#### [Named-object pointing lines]
====

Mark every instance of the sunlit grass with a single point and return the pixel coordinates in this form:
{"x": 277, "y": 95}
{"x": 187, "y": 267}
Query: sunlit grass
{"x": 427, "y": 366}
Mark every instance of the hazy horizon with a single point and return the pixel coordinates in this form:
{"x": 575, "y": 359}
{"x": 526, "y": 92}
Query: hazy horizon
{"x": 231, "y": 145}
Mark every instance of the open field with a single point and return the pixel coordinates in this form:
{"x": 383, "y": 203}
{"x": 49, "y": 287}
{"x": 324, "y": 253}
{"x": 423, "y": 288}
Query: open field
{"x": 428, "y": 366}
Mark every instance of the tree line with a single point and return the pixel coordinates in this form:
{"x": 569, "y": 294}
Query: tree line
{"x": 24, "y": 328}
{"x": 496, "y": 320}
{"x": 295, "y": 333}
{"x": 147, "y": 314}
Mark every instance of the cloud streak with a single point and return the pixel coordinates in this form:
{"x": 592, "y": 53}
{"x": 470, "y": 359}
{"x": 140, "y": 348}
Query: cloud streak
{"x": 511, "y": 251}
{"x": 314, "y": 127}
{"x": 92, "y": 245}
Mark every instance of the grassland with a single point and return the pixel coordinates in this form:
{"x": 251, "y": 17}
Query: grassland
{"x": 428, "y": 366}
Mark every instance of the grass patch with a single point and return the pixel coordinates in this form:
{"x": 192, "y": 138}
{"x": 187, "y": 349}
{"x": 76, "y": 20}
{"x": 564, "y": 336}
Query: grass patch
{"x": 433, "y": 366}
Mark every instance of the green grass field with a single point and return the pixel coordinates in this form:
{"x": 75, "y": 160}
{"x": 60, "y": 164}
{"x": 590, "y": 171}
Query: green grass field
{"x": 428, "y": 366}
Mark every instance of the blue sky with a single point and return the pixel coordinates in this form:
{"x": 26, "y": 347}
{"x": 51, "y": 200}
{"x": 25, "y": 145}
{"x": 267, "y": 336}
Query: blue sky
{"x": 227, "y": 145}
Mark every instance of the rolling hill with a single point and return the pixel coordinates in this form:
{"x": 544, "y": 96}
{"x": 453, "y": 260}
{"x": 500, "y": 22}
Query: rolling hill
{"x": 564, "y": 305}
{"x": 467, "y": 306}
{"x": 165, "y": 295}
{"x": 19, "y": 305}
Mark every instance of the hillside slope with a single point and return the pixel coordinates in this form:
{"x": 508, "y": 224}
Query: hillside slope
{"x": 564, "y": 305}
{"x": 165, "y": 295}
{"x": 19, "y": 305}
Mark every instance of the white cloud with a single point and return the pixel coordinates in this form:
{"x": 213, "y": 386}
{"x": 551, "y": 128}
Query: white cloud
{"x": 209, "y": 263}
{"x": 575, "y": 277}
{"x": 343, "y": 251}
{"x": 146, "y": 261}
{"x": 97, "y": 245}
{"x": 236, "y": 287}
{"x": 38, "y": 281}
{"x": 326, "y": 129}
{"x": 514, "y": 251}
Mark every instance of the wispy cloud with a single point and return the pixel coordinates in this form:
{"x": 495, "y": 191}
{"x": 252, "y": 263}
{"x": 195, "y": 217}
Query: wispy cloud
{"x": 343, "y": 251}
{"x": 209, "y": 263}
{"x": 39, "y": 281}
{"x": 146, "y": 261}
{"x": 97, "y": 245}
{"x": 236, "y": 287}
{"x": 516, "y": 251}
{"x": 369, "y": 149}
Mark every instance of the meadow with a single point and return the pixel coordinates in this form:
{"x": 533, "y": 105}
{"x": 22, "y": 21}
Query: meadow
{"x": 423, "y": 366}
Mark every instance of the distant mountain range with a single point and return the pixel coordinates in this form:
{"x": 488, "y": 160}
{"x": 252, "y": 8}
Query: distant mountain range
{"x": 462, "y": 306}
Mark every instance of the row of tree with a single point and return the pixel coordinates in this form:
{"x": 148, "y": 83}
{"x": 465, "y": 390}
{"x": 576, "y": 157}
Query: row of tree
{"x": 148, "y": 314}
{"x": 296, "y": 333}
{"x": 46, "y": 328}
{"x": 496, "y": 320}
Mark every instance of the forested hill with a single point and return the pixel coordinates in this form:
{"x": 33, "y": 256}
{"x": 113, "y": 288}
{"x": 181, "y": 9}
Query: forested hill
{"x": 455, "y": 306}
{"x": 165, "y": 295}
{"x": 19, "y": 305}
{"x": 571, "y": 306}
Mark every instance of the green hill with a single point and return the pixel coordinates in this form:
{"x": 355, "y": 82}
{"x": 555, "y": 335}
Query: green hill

====

#### [Exercise requirements]
Update all the lines above so that every "a single point" becomes "one point", with nothing else changed.

#### [Answer to this task]
Mark every instance of the sunlit grass with one point and return the pixel coordinates in this form:
{"x": 277, "y": 95}
{"x": 187, "y": 267}
Query: sunlit grass
{"x": 427, "y": 366}
Mark every instance of the hazy horizon with one point and return the pixel coordinates in this form:
{"x": 575, "y": 359}
{"x": 526, "y": 92}
Query: hazy horizon
{"x": 231, "y": 145}
Mark every instance of the open field with one point and return the pixel coordinates in this form:
{"x": 383, "y": 203}
{"x": 49, "y": 287}
{"x": 324, "y": 253}
{"x": 423, "y": 288}
Query: open field
{"x": 428, "y": 366}
Mark every instance of the tree line with one point and return the pixel coordinates in this form:
{"x": 569, "y": 294}
Query: tree line
{"x": 24, "y": 328}
{"x": 496, "y": 320}
{"x": 295, "y": 333}
{"x": 147, "y": 314}
Mark every instance of the cloud streak with one point and return the pixel coordinates in this form:
{"x": 592, "y": 53}
{"x": 470, "y": 359}
{"x": 140, "y": 348}
Query: cloud streak
{"x": 511, "y": 251}
{"x": 314, "y": 127}
{"x": 92, "y": 245}
Mark every instance of the grassland with one point and return the pixel coordinates in this form:
{"x": 251, "y": 17}
Query: grassland
{"x": 428, "y": 366}
Mark every instance of the grass patch with one point and return the pixel coordinates in this form:
{"x": 192, "y": 138}
{"x": 187, "y": 349}
{"x": 76, "y": 20}
{"x": 564, "y": 336}
Query: grass patch
{"x": 433, "y": 366}
Mark every instance of the green grass field with one point and return the pixel coordinates in this form:
{"x": 75, "y": 160}
{"x": 60, "y": 164}
{"x": 590, "y": 171}
Query: green grass field
{"x": 428, "y": 366}
Mark every instance of the blue sky with one point and return the pixel coordinates in this form:
{"x": 26, "y": 347}
{"x": 51, "y": 200}
{"x": 25, "y": 145}
{"x": 267, "y": 336}
Query: blue sky
{"x": 227, "y": 145}
Mark every instance of the rolling hill with one point and return the pixel coordinates in this form:
{"x": 544, "y": 96}
{"x": 453, "y": 260}
{"x": 500, "y": 22}
Query: rolling hill
{"x": 564, "y": 305}
{"x": 467, "y": 306}
{"x": 165, "y": 295}
{"x": 19, "y": 305}
Mark every instance of the hillside slope with one point and return the pixel coordinates in this form:
{"x": 508, "y": 224}
Query: hillside slope
{"x": 564, "y": 305}
{"x": 165, "y": 295}
{"x": 19, "y": 305}
Mark every instance of the white cloud with one point and return the pixel coordinates in this form:
{"x": 213, "y": 386}
{"x": 551, "y": 128}
Query: white cloud
{"x": 209, "y": 263}
{"x": 575, "y": 277}
{"x": 343, "y": 251}
{"x": 146, "y": 261}
{"x": 97, "y": 245}
{"x": 236, "y": 287}
{"x": 38, "y": 281}
{"x": 326, "y": 129}
{"x": 514, "y": 251}
Mark every instance of the wispy cloud with one point and return the pixel coordinates in this form:
{"x": 495, "y": 191}
{"x": 252, "y": 263}
{"x": 195, "y": 217}
Query: wispy cloud
{"x": 343, "y": 251}
{"x": 209, "y": 263}
{"x": 39, "y": 281}
{"x": 146, "y": 261}
{"x": 97, "y": 245}
{"x": 236, "y": 287}
{"x": 516, "y": 251}
{"x": 369, "y": 149}
Mark every instance of the meadow with one point and return the pixel coordinates in this form:
{"x": 533, "y": 105}
{"x": 22, "y": 21}
Query: meadow
{"x": 423, "y": 366}
Mark every instance of the distant mountain range with one point and return the pixel coordinates in this form:
{"x": 488, "y": 160}
{"x": 252, "y": 8}
Query: distant mountain range
{"x": 462, "y": 306}
Mark every instance of the row of tree with one point and return the pixel coordinates in this form:
{"x": 148, "y": 83}
{"x": 465, "y": 390}
{"x": 576, "y": 157}
Query: row of tree
{"x": 148, "y": 314}
{"x": 296, "y": 333}
{"x": 46, "y": 328}
{"x": 496, "y": 320}
Mark every instance of the forested hill with one point and return the pixel coordinates in this form:
{"x": 33, "y": 256}
{"x": 113, "y": 288}
{"x": 181, "y": 9}
Query: forested hill
{"x": 455, "y": 306}
{"x": 165, "y": 295}
{"x": 19, "y": 305}
{"x": 571, "y": 306}
Mark every instance of the green hill with one point and return the pixel coordinates in this form:
{"x": 355, "y": 82}
{"x": 555, "y": 335}
Query: green hill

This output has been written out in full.